--- Data for the task Enclosed Below ---

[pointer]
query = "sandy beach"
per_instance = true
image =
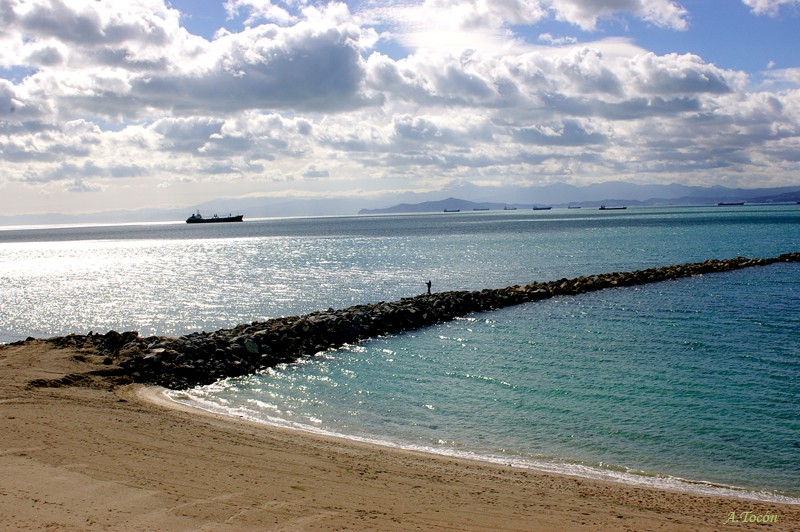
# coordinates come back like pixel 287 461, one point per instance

--- End of Enclosed Data for the task ---
--- Data for the task Enclosed Below ---

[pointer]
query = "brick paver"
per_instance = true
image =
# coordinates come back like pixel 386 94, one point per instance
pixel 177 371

--- End of Enclosed Data for the task ---

- **Task details**
Every line of the entries above that holds "query" should be copied out.

- **Written response**
query = "sandy beach"
query = "brick paver"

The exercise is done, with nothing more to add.